> [Written problem]: Copy all of the records below word for word, keeping every line unchanged and in its original order.
-=-=-
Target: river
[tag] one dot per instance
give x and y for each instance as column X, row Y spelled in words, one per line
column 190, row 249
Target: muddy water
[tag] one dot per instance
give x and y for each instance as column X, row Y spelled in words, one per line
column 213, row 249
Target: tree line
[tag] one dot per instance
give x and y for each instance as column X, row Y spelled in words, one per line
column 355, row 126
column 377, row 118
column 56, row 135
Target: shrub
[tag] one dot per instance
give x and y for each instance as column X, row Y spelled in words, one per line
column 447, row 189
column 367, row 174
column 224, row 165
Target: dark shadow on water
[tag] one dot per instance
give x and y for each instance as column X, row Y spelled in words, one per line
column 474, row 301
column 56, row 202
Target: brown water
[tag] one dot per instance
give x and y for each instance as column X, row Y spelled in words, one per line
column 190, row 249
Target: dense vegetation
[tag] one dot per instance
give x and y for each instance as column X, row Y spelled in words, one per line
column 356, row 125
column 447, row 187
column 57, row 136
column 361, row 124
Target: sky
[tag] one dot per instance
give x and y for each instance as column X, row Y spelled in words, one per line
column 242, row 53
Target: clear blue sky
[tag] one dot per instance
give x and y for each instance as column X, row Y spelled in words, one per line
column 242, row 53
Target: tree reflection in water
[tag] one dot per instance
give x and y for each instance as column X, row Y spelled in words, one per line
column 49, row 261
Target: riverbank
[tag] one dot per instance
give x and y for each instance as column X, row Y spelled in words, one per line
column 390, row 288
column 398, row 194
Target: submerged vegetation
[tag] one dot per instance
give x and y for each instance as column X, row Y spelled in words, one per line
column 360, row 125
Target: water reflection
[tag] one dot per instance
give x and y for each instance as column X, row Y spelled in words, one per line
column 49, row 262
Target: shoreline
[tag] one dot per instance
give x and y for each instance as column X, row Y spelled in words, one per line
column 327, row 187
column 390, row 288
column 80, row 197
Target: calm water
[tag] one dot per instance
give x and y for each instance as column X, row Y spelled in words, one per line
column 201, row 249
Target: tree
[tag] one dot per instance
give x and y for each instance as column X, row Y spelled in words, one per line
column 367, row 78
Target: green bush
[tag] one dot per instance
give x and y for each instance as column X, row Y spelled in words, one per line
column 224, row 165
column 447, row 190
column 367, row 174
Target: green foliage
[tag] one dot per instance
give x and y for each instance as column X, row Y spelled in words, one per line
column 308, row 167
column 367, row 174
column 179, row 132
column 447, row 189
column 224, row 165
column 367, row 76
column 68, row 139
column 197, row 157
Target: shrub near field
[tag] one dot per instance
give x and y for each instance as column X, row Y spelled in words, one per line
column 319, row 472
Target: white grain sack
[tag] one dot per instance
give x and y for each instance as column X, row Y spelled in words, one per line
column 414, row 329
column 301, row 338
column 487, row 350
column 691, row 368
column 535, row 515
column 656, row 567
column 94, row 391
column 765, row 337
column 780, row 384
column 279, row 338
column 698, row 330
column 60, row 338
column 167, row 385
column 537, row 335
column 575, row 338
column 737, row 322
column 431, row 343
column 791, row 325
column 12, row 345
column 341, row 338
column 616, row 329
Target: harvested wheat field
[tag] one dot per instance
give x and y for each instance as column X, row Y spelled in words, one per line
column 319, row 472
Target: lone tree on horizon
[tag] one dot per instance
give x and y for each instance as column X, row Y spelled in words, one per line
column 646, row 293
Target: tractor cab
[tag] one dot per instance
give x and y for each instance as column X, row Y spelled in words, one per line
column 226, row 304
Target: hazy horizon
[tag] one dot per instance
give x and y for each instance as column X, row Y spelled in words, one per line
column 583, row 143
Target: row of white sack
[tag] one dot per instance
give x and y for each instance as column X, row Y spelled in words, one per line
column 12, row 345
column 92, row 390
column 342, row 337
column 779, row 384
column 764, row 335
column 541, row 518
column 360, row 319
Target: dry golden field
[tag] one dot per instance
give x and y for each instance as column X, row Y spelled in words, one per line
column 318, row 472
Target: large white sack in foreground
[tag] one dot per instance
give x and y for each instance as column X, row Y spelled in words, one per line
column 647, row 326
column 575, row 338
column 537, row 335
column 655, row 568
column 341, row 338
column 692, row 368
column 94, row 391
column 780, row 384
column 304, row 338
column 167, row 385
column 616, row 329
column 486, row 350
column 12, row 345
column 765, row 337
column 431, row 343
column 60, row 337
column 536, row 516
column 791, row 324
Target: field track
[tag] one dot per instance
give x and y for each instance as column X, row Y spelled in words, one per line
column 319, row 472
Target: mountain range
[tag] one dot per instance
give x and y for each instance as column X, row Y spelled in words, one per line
-=-=-
> [Result for this task]:
Target: river
[tag] one dot per instance
give x and y for each instance as column X, row Y spelled in words, one per line
column 190, row 249
Target: muddy water
[tag] one dot per instance
give x and y for each instance as column X, row Y spelled in words, one per line
column 213, row 249
Target: tree line
[tag] one dot per instance
give x and y for each instance as column X, row Y spelled in words, one per line
column 355, row 126
column 377, row 118
column 56, row 135
Target: shrub
[tag] one dot per instance
give x and y for each instance as column X, row Y spelled in words, one per line
column 447, row 189
column 367, row 174
column 224, row 165
Target: dark shadow on water
[tag] one dot per instance
give x and y for each instance as column X, row Y spelled in words, one per line
column 474, row 301
column 56, row 202
Target: brown water
[tag] one dot per instance
give x and y for each instance as column X, row Y spelled in words, one per line
column 190, row 249
Target: dense vegetation
[tag] one dot per instance
give x and y for each instance as column X, row Y spelled in words, one per line
column 356, row 125
column 447, row 187
column 57, row 136
column 361, row 124
Target: sky
[tag] one dot per instance
give x and y for each instance as column X, row Y spelled in words, one per line
column 242, row 53
Target: clear blue sky
[tag] one dot per instance
give x and y for each instance as column X, row Y spelled in words, one per line
column 242, row 53
Target: tree reflection in water
[tag] one dot per instance
give x and y for each instance as column X, row Y spelled in words, one per line
column 49, row 261
Target: riverbank
[tag] one dot per instance
give x and y for each instance as column X, row Y spelled in words, one per line
column 390, row 288
column 398, row 194
Target: submerged vegetation
[tag] one dot per instance
give x and y for each instance as column X, row Y spelled in words, one per line
column 360, row 125
Target: water reflection
[tag] one dot per instance
give x and y for each instance as column X, row Y spelled in words, one per line
column 49, row 262
Target: shoreline
[tag] one dot per instance
give x and y for each instance as column X, row Y spelled in words, one per line
column 327, row 187
column 390, row 288
column 80, row 197
Target: calm water
[tag] one dot per instance
give x and y for each instance as column X, row Y spelled in words, one per line
column 201, row 249
Target: tree
[tag] one dot per instance
give x and y for each instance as column X, row Y spelled in words, one per line
column 367, row 78
Target: green bush
[tag] one dot per instance
give x and y for each instance as column X, row Y spelled in words, one per line
column 224, row 165
column 447, row 190
column 367, row 174
Target: green foliage
[tag] one dot per instance
give x and y for each instance as column X, row Y spelled in words, one per line
column 308, row 167
column 367, row 174
column 179, row 132
column 447, row 189
column 224, row 165
column 367, row 76
column 68, row 139
column 197, row 157
Target: shrub near field
[tag] one dot per instance
give x and y for each instance as column X, row Y spelled in words, one per line
column 319, row 472
Target: white grain sack
[tag] one dot per instance
give x and y for each instance as column X, row Y spelled in words, one per line
column 414, row 329
column 301, row 338
column 487, row 350
column 691, row 368
column 535, row 515
column 656, row 567
column 94, row 391
column 765, row 337
column 780, row 384
column 279, row 338
column 698, row 330
column 60, row 338
column 167, row 385
column 537, row 335
column 575, row 338
column 737, row 322
column 431, row 343
column 791, row 325
column 12, row 345
column 341, row 338
column 616, row 329
Target: harvested wheat field
[tag] one dot per instance
give x and y for each instance as column X, row Y spelled in words, one per line
column 319, row 472
Target: lone tree on horizon
[tag] one dot per instance
give x and y for each instance as column X, row Y spelled in words, one per line
column 646, row 293
Target: tractor cab
[tag] one dot per instance
give x and y for each instance as column X, row Y spelled in words, one per line
column 226, row 304
Target: hazy horizon
[tag] one dot per instance
give x and y for each instance as column X, row Y spelled in words, one per line
column 583, row 143
Target: row of white sack
[tag] one dot per instance
give x and y for each instance as column X, row Y spelled in words, one per line
column 12, row 345
column 92, row 390
column 342, row 337
column 779, row 384
column 764, row 335
column 541, row 518
column 360, row 319
Target: dry golden field
[tag] one dot per instance
give x and y for each instance as column X, row Y spelled in words, one per line
column 318, row 472
Target: large white sack in foreground
[tag] one dot per instance
give x and y for each instance as column X, row Y spelled in words, one per line
column 647, row 326
column 575, row 338
column 537, row 335
column 655, row 568
column 341, row 338
column 692, row 368
column 94, row 391
column 780, row 384
column 304, row 338
column 167, row 385
column 616, row 329
column 486, row 350
column 12, row 345
column 765, row 337
column 431, row 343
column 60, row 337
column 536, row 516
column 791, row 324
Target: field track
[tag] one dot per instance
give x and y for each instance as column X, row Y spelled in words, one per line
column 319, row 472
Target: mountain range
[tag] one dot per instance
give x and y for each instance as column X, row Y spelled in words, one per line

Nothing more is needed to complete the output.